ACTIVITY ->
Collect every line in the records below that contains the word "water".

Text-to-region grounding data:
Content starts

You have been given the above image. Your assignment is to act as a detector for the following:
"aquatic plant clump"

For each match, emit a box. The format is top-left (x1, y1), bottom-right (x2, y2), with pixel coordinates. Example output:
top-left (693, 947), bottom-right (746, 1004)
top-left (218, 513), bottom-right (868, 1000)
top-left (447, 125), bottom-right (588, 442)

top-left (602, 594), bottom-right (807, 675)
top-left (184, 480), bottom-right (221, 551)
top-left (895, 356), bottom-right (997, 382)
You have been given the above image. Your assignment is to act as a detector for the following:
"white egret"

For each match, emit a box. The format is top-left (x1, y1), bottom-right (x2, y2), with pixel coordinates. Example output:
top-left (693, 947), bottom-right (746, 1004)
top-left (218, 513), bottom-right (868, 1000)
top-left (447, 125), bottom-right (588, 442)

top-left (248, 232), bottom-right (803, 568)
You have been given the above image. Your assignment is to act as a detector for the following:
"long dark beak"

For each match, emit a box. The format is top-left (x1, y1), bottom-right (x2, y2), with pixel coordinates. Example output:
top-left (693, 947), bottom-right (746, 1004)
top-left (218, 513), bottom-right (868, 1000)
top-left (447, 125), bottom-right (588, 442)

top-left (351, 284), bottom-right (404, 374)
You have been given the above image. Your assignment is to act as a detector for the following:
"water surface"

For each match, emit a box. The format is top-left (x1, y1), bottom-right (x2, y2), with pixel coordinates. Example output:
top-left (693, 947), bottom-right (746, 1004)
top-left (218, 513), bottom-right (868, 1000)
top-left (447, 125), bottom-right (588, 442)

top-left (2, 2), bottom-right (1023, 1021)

Content ends
Content starts

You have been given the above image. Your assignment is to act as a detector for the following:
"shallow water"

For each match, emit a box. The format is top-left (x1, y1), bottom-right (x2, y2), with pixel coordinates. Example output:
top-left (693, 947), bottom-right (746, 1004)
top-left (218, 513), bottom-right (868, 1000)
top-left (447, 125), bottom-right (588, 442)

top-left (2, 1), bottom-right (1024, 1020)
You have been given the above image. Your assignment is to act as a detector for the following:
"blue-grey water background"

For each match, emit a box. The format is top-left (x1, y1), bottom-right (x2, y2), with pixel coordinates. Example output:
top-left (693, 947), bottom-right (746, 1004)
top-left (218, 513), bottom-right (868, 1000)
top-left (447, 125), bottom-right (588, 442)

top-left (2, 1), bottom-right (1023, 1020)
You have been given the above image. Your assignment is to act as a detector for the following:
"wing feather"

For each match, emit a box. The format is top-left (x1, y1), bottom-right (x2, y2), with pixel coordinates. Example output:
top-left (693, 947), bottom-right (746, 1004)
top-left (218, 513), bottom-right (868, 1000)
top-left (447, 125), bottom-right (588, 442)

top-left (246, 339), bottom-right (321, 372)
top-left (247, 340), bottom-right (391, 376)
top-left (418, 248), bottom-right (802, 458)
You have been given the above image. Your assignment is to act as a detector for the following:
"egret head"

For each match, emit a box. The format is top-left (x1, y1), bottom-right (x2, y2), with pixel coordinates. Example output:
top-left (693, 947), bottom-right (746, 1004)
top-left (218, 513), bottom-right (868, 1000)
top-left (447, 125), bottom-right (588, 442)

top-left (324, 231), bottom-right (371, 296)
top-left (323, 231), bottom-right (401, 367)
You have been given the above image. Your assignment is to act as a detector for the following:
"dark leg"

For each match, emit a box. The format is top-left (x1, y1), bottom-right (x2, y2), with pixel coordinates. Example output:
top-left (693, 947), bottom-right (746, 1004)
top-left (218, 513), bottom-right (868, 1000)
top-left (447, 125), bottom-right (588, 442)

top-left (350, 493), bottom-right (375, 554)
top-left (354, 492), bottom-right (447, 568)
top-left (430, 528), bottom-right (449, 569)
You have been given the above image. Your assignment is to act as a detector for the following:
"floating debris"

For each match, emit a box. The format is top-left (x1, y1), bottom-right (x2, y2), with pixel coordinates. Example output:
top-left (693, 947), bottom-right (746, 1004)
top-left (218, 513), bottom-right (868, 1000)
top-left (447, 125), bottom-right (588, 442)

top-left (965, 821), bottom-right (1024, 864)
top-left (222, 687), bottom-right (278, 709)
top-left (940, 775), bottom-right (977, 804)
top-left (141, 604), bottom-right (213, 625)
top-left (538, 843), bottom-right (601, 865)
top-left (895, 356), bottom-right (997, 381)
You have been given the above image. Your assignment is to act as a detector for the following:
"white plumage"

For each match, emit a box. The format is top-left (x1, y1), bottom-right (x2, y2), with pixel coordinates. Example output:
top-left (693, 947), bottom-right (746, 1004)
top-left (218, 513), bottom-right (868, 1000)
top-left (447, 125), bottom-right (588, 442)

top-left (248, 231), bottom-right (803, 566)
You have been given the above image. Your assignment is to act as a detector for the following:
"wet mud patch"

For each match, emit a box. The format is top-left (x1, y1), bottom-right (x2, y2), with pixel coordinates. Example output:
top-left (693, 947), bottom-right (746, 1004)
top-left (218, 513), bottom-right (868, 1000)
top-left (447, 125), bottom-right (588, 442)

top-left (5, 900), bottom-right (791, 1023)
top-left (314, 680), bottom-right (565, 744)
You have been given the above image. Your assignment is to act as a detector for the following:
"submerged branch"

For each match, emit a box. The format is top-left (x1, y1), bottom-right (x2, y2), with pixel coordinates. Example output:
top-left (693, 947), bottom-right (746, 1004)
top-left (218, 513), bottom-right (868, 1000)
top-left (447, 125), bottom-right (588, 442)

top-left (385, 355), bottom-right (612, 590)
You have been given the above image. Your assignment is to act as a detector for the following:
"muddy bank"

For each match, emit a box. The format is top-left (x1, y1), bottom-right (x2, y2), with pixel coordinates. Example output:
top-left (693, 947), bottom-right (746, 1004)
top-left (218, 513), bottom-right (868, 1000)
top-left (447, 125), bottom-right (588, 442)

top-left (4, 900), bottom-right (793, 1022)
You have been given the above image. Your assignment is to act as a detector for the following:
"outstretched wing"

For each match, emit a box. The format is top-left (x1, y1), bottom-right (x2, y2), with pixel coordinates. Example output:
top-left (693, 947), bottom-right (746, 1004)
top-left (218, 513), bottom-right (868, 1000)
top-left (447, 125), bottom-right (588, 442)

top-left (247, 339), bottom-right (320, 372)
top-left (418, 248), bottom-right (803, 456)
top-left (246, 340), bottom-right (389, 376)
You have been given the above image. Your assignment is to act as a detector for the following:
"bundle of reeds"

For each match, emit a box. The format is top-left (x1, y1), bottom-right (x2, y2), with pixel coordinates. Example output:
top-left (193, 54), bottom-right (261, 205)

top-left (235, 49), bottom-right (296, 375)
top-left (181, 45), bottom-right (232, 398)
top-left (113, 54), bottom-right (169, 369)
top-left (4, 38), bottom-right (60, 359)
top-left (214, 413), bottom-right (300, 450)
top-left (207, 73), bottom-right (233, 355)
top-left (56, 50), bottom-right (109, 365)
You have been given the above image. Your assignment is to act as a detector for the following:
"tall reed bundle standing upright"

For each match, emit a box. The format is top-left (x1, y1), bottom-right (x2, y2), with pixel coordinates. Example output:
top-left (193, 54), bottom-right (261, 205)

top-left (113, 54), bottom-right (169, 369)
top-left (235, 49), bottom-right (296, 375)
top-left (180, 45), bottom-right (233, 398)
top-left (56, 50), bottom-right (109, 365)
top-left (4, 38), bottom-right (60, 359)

Content ends

ANSWER TO THIS PROBLEM ->
"water surface"
"shallow water"
"blue-grey water background"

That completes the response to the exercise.